PROBLEM STATEMENT: Determine how many lines of the listing contain the word "black". The reply is that number alone.

THE INPUT:
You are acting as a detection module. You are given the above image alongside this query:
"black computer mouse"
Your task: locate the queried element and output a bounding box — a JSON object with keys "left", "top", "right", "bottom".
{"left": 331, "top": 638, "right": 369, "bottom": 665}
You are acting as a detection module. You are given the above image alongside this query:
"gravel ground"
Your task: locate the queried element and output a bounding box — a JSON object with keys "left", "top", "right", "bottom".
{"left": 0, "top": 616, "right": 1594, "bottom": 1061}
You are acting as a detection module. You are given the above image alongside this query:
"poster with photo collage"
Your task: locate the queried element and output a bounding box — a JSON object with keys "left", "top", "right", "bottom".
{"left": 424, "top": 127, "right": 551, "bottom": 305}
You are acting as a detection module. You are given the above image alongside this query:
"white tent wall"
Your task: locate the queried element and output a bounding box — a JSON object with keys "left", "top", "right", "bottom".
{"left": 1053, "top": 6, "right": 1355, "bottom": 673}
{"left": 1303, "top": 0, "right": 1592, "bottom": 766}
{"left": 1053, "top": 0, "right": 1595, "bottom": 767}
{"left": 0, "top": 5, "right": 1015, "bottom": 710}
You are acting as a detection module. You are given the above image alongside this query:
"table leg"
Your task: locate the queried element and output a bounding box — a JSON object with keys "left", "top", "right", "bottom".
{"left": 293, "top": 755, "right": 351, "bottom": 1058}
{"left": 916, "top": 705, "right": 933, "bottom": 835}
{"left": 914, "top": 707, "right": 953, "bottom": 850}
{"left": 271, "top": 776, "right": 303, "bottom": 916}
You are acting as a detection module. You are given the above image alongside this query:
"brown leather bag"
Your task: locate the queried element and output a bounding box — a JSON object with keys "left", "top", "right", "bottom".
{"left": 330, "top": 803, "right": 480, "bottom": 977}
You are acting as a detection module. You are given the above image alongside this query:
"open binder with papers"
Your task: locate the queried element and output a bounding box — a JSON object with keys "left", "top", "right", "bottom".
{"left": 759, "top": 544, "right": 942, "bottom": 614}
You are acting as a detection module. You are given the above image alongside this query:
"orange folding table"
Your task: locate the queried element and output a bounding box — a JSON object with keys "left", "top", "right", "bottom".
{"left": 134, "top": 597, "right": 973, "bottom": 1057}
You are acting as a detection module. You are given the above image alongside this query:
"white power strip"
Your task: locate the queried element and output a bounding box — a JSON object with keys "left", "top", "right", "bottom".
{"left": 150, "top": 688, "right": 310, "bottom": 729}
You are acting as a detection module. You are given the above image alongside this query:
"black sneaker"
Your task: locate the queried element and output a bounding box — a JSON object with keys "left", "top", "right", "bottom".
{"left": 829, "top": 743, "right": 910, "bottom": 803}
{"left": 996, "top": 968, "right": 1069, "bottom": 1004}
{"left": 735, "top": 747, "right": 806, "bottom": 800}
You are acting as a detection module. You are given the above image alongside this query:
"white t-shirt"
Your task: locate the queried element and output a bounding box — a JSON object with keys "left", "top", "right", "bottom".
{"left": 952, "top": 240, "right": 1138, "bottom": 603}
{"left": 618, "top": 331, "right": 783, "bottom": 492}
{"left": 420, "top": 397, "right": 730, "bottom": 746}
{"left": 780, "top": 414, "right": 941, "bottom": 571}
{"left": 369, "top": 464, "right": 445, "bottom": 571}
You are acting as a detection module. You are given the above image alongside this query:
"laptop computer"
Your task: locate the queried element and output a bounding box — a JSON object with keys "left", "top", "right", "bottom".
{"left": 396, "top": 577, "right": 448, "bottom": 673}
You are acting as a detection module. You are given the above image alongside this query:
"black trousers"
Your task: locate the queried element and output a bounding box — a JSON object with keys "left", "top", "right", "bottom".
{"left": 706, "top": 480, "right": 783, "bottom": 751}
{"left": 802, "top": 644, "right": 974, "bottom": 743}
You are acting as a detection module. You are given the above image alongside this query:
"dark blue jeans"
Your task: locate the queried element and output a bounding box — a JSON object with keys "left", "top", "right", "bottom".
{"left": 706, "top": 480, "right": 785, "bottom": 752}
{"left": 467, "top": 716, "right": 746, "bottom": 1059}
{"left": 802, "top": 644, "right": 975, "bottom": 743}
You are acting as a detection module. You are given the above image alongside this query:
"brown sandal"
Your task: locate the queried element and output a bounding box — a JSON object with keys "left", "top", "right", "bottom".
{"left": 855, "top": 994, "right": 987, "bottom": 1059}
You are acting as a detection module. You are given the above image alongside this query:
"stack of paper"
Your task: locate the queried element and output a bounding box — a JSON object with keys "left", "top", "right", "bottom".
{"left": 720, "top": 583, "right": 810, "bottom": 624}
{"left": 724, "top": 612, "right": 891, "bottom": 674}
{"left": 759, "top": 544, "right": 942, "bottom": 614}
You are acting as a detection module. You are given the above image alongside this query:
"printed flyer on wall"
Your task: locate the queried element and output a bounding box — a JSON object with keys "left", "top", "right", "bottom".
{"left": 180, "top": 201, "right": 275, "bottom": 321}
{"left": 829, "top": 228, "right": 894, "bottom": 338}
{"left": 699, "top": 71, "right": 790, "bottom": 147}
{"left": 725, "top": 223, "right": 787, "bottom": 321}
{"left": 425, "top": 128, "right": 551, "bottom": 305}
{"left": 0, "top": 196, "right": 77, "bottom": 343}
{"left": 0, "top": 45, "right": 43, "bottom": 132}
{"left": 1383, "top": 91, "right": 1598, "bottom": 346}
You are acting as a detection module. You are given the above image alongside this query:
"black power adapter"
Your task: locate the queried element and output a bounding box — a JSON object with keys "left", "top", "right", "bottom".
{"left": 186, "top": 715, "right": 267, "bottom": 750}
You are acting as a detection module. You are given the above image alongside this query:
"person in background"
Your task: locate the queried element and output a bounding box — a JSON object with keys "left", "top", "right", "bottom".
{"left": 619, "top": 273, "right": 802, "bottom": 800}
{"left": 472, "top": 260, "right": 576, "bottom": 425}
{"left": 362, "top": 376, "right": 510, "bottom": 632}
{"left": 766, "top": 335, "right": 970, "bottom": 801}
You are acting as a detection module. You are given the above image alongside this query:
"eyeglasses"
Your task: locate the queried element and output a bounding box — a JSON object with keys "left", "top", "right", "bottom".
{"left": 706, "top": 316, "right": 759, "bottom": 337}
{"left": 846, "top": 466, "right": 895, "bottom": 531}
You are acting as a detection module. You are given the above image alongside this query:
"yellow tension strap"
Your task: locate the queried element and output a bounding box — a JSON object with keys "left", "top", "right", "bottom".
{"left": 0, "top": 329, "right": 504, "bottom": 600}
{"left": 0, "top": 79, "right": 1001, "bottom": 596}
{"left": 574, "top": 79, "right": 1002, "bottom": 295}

SOLUTION FOR THIS EXERCISE: 4